# Neapolitan: na jurnata 'e sole



## fagiola

I came across this word from my mother who was from Caserta. She always loved to sing "o sole mio" and one of phrases was "na jurnata sole"
about a sunny day. I always learned there was no "j" in the Italian alphabet.  Can someone explain the above phrase. I am an newcomer and just starting to get more familiar with this beautiful language. Thanks,


----------



## MünchnerFax

Hi there, 
That's not Italian but Neapolitan dialect, that's why.


----------



## Danieloid

Hi Fagiola, and welcome!
Actually it's "na jurnata 'e sole", and as Münchner said, is Neapolitan dialect, spoken in Caserta, which is, as you probably know, in the same region.
Ciao!


----------



## silver frog

"J" (pronounced like y- in yellow) is no longer considered part of the standard Italian alphabet but in the past it was used sometimes to represent an approximant consonant. Until the XIX century it was used instead of -i- to represent diphtongs (e.g. Savo*j*a - modern spelling Savo*i*a)

It persists in certain dialects (especially Neapolitan and Romanesco, e.g. "te vo*j*o bene" - standard spelling: "ti vo*gli*o bene").


----------



## fagiola

Mille grazie to all who responded.  That certainly answers the question. I wonder about the dialect, especially Napolitano.  I remember my mother using the phrase for "where are you going?"  dove via (?) but pronouncing it something like " a douah vah" at times.


----------



## rubuk

Hi. It is where are you going?=dove vai?, (italian). I don't know the expression in napoletano.

St.


----------



## effeundici

fagiola said:


> Mille grazie to all who responded. That certainly answers the question. I wonder about the dialect, especially Napolitano. I remember my mother using the phrase for "where are you going?" dove via (?) but pronouncing it something like " a douah vah" at times.


 

It's (more or less) : _a'ddu vaje?_


----------
========================
▶ Parts of the exercise:
• 1. Answer these questions about the forum thread on Neapolitan:
(a) Which town was the first poster's mother from?
(b) According to the thread, the letter "J" is pronounced like which sound in an English word?
(c) What Neapolitan form is given for "where are you going?"
• 2. Retype the part of the forum thread on Neapolitan that opens with the words containing "## MünchnerFax" and closes with "the same region.".
These data come from a separate source.

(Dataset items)
========================
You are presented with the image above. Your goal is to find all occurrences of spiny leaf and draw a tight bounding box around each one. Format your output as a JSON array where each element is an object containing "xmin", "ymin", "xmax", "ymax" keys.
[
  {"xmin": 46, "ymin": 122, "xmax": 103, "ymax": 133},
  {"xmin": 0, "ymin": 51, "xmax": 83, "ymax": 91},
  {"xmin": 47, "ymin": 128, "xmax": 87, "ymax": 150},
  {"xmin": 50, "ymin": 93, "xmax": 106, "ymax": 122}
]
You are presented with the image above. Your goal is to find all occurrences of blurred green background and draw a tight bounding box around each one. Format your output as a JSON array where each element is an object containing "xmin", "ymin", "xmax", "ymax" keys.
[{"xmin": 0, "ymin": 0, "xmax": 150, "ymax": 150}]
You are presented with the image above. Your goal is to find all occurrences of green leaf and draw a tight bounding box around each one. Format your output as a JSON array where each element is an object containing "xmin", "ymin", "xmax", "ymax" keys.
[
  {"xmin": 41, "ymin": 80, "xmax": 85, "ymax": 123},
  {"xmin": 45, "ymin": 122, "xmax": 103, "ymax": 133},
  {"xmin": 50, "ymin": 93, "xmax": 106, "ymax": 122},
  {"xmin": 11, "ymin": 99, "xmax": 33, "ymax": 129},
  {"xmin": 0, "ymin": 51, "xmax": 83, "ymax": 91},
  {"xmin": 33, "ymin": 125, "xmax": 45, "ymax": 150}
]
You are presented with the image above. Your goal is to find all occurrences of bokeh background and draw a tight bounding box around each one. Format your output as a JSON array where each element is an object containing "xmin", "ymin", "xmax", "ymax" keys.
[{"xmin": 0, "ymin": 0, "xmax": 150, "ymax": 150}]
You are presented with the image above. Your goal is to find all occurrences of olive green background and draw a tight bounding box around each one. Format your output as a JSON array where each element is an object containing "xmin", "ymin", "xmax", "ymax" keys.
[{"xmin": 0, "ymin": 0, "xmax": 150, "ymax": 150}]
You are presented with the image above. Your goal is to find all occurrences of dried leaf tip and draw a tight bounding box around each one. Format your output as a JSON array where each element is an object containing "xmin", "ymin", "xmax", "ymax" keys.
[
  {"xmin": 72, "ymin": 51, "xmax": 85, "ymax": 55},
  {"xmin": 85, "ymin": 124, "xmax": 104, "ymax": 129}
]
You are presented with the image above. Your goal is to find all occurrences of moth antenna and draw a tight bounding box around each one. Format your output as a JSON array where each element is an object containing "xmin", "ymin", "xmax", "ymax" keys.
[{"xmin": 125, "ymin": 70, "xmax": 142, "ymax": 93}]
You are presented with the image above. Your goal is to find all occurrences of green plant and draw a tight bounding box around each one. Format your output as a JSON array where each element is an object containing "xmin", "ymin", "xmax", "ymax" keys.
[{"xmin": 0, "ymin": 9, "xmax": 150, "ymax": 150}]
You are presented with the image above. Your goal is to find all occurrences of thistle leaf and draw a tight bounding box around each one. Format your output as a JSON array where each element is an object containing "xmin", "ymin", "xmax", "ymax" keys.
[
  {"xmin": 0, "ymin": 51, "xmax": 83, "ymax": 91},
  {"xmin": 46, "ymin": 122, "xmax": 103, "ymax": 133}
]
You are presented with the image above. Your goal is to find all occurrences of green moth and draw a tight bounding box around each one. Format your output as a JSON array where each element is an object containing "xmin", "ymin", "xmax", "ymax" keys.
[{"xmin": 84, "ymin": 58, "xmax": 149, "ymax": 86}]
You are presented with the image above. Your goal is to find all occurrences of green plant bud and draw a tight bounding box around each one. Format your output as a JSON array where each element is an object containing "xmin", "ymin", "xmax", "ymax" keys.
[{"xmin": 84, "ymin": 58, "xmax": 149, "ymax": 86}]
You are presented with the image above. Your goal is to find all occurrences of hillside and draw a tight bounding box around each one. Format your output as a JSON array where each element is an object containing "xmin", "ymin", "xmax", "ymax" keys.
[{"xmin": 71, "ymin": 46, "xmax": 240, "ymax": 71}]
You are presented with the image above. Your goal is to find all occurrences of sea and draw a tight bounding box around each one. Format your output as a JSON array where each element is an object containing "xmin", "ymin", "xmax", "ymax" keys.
========================
▶ Answers to the exercise:
• 1.
(a) Caserta.
(b) Like the y- in "yellow."
(c) "a'ddu vaje?"

• 2.
## MünchnerFax

Hi there, 
That's not Italian but Neapolitan dialect, that's why.


----------



## Danieloid

Hi Fagiola, and welcome!
Actually it's "na jurnata 'e sole", and as Münchner said, is Neapolitan dialect, spoken in Caserta, which is, as you probably know, in the same region.